>> START PROVIDED RECORDS
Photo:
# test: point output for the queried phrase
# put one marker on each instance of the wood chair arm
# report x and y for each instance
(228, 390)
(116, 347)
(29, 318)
>> END PROVIDED RECORDS
* **TASK GOAL**
Set down the listing above in full, please, exactly as it appears.

* **WORKED SOLUTION**
Photo:
# test: point output for the queried phrase
# put one marker on each instance of the wood chair arm
# report x and y for each instance
(228, 390)
(116, 347)
(29, 318)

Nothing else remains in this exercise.